▶ [Exercise directions] Read the data below. Every line holding the string "positive" must be copied.

▶ [Records for the task]
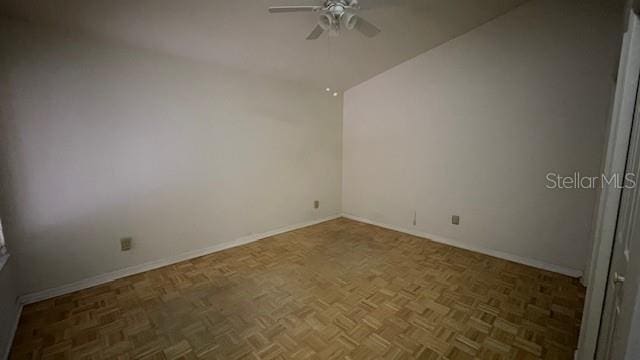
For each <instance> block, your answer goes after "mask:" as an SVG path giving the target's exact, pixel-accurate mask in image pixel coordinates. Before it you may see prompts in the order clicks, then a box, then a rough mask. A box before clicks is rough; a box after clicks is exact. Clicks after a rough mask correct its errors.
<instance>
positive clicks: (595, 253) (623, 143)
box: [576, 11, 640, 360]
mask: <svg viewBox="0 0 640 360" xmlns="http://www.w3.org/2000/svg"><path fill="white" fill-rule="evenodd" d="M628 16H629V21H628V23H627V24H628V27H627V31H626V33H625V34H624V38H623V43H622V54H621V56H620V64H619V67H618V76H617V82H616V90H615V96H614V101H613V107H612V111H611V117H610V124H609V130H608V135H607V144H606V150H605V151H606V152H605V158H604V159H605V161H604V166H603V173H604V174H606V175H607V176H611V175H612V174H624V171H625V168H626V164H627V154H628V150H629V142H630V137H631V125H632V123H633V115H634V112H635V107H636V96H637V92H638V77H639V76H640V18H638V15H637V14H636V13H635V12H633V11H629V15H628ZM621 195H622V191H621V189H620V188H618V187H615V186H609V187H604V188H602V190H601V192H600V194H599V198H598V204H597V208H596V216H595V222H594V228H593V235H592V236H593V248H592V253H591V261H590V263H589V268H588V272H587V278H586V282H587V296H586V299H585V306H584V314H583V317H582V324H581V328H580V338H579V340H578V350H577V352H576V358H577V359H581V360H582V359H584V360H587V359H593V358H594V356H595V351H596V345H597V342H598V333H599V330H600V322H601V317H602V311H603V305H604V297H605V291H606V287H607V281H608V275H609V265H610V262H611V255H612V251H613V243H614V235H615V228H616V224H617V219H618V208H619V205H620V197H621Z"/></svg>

* * *

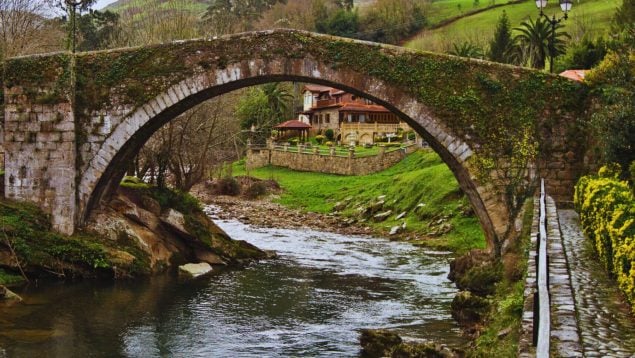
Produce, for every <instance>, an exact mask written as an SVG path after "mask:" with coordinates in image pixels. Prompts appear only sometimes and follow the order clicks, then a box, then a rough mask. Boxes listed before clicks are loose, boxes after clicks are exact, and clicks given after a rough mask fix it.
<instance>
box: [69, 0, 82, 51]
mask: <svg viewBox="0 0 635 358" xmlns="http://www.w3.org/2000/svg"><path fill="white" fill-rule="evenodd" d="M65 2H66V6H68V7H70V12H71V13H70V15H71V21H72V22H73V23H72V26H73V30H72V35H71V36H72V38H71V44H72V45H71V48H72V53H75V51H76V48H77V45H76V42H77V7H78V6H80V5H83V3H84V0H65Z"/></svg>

--

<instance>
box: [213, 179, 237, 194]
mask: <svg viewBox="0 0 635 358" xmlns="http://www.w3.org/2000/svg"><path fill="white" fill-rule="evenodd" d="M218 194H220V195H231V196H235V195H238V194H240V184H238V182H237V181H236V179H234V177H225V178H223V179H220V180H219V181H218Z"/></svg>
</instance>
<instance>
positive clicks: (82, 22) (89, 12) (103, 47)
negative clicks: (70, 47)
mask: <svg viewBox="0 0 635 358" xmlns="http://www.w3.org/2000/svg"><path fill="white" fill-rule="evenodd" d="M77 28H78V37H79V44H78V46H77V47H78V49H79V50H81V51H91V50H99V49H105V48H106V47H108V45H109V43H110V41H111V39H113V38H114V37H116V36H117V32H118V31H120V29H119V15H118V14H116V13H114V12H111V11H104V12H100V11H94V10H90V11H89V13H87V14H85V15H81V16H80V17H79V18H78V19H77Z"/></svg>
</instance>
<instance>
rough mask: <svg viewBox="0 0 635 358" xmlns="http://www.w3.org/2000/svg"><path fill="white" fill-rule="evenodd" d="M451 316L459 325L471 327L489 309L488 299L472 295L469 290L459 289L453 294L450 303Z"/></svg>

▶ [Task response]
positive clicks: (595, 253) (623, 143)
positive clicks: (82, 22) (89, 12) (103, 47)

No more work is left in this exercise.